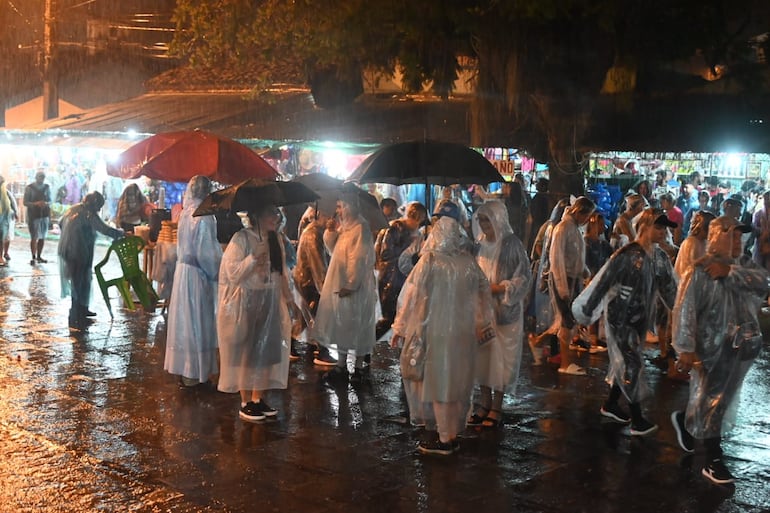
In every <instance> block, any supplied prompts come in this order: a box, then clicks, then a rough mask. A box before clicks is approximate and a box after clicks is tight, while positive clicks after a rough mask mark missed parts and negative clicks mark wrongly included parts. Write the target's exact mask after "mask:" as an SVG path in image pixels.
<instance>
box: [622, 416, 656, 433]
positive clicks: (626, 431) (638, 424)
mask: <svg viewBox="0 0 770 513" xmlns="http://www.w3.org/2000/svg"><path fill="white" fill-rule="evenodd" d="M657 430H658V425H657V424H653V423H652V422H650V421H649V420H647V419H642V420H640V421H639V422H638V423H636V424H633V423H632V424H631V425H630V426H626V428H625V430H624V434H627V435H630V436H647V435H651V434H653V433H654V432H655V431H657Z"/></svg>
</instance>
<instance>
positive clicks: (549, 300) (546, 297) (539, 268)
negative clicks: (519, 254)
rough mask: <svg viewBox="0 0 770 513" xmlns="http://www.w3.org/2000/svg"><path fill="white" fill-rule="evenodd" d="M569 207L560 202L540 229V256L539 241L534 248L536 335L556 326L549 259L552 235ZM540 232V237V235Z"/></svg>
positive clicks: (566, 204) (568, 205)
mask: <svg viewBox="0 0 770 513" xmlns="http://www.w3.org/2000/svg"><path fill="white" fill-rule="evenodd" d="M568 206H569V203H568V202H567V201H564V200H562V201H560V202H559V203H558V204H557V205H556V206H555V207H554V208H553V210H552V211H551V217H550V218H549V219H548V221H547V222H546V223H545V224H544V225H543V226H541V227H540V232H542V241H541V242H540V254H539V255H536V249H537V247H538V241H537V240H536V241H535V244H534V246H533V248H532V260H533V262H534V261H535V260H536V262H535V263H534V268H535V271H536V273H535V274H536V275H535V276H534V281H535V286H534V287H533V295H532V303H534V304H533V310H532V312H533V314H534V316H535V319H536V326H535V333H543V332H545V331H546V330H548V329H549V328H551V327H552V326H554V312H553V305H552V304H551V295H550V294H549V292H548V282H549V281H550V279H549V277H548V274H549V272H550V267H551V262H550V260H549V259H548V253H549V251H550V250H551V235H553V229H554V228H555V227H556V225H557V224H559V223H560V222H561V219H562V217H563V216H564V210H565V209H566V208H567V207H568ZM540 232H538V235H540Z"/></svg>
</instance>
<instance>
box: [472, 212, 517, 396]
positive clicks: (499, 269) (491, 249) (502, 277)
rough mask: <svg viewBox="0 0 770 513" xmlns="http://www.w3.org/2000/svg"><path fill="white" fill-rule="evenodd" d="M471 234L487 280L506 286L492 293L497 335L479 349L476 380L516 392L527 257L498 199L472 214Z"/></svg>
mask: <svg viewBox="0 0 770 513" xmlns="http://www.w3.org/2000/svg"><path fill="white" fill-rule="evenodd" d="M480 215H483V216H486V217H487V218H488V219H489V221H490V223H491V224H492V227H493V229H494V232H495V240H494V242H490V241H488V240H487V238H486V236H485V235H484V233H483V231H482V230H481V227H480V226H479V221H478V216H480ZM473 233H476V234H478V235H477V240H478V249H477V255H476V262H478V264H479V267H480V268H481V270H482V272H483V273H484V275H485V276H486V278H487V280H488V281H489V282H490V283H494V284H498V285H501V286H503V287H504V288H505V292H504V293H503V294H499V295H494V296H492V304H493V306H494V310H495V323H496V329H497V336H496V337H495V338H494V339H493V340H492V341H491V342H490V343H488V344H486V345H484V346H483V347H481V348H479V353H478V355H477V356H476V383H477V384H479V385H482V386H487V387H489V388H492V389H493V390H498V391H500V390H502V391H505V392H506V393H508V394H515V393H516V383H517V382H518V378H519V369H520V367H521V354H522V345H523V342H524V300H525V299H526V297H527V294H528V293H529V287H530V285H531V282H532V273H531V271H530V266H529V258H528V257H527V252H526V250H525V249H524V245H523V244H522V243H521V241H520V240H519V238H518V237H517V236H516V235H515V234H514V233H513V229H511V225H510V224H509V222H508V213H507V211H506V208H505V205H504V204H502V203H501V202H499V201H491V202H488V203H484V204H483V205H481V206H480V207H479V209H478V210H477V211H476V213H474V214H473Z"/></svg>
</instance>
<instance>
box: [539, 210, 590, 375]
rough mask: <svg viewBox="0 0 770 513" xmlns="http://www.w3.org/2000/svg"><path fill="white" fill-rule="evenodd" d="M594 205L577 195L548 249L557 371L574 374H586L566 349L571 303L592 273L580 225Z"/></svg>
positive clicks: (571, 311)
mask: <svg viewBox="0 0 770 513" xmlns="http://www.w3.org/2000/svg"><path fill="white" fill-rule="evenodd" d="M595 209H596V204H595V203H594V202H593V201H591V200H590V199H588V198H586V197H585V196H581V197H579V198H577V199H576V200H575V202H574V203H573V204H572V205H571V206H570V207H569V208H568V209H567V210H566V212H565V213H564V217H563V218H562V220H561V222H560V223H559V224H557V225H556V226H555V227H554V229H553V233H552V235H551V243H550V248H549V250H548V260H549V262H550V271H549V273H548V276H549V283H548V292H549V294H550V296H551V304H552V305H553V311H554V314H555V320H554V325H555V326H558V331H557V334H556V335H557V337H558V338H559V355H560V356H561V361H560V364H559V372H560V373H562V374H568V375H573V376H585V375H586V371H585V369H583V368H582V367H580V366H579V365H578V364H577V363H575V362H574V361H573V358H574V357H573V355H572V354H570V352H569V350H570V345H571V344H572V339H573V338H574V337H575V335H576V334H577V324H576V323H575V317H574V316H573V315H572V310H571V307H572V301H573V299H574V298H575V296H577V294H578V292H580V288H581V286H582V283H583V279H585V278H587V277H588V276H590V274H591V273H590V271H589V270H588V267H586V263H585V246H586V244H585V240H584V239H583V234H582V233H580V227H581V226H583V225H585V224H586V223H587V222H588V219H589V218H590V217H591V214H593V212H594V210H595Z"/></svg>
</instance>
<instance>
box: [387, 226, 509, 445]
mask: <svg viewBox="0 0 770 513" xmlns="http://www.w3.org/2000/svg"><path fill="white" fill-rule="evenodd" d="M462 242H463V237H462V235H461V232H460V225H459V224H458V223H457V221H455V220H454V219H453V218H451V217H449V216H443V217H441V218H439V219H438V220H437V221H436V222H435V223H433V227H432V229H431V232H430V235H429V236H428V239H427V240H426V241H425V244H424V246H423V248H422V257H421V258H420V260H419V261H418V262H417V265H416V266H415V267H414V269H413V270H412V272H411V273H409V276H408V277H407V280H406V282H405V283H404V288H403V289H402V291H401V298H400V302H399V308H398V313H397V315H396V320H395V321H394V323H393V333H394V336H393V339H392V340H391V345H392V346H393V347H398V346H399V345H401V344H402V343H403V348H402V353H401V374H402V377H403V381H404V390H405V392H406V397H407V402H408V403H409V413H410V416H411V420H412V423H414V424H425V428H426V430H427V433H426V438H425V439H424V440H423V441H421V442H420V445H419V447H418V450H419V451H420V452H421V453H423V454H440V455H449V454H452V453H453V452H454V451H456V450H457V449H458V448H459V444H458V442H457V433H459V432H461V431H462V430H464V429H465V423H466V416H467V413H468V410H469V406H470V400H471V392H472V390H473V382H474V371H475V364H476V355H477V353H478V351H479V347H478V346H479V342H478V341H479V340H482V341H487V343H491V342H489V340H490V337H493V336H494V328H493V327H492V323H493V312H492V306H491V300H492V298H491V295H490V291H489V282H488V281H487V279H486V277H485V276H484V273H483V272H482V271H481V269H480V268H479V266H478V264H477V263H476V261H475V260H474V258H473V256H471V255H470V254H469V253H468V252H467V251H465V250H464V249H463V248H462ZM420 347H422V350H419V348H420ZM415 348H417V350H416V351H415V350H414V349H415Z"/></svg>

TASK GOAL
Could you copy every line from the records that has "negative" in it?

PROBLEM SOLUTION
In every <instance> block, any supplied prompts come in this order: a box, then clicks, then a rough mask. A box before clicks is approximate and a box after clicks is tight, while positive clicks after a rough mask mark missed parts and negative clicks mark wrongly included parts. Write the target's exact mask after "mask:" as an SVG path in image pixels.
negative clicks: (519, 254)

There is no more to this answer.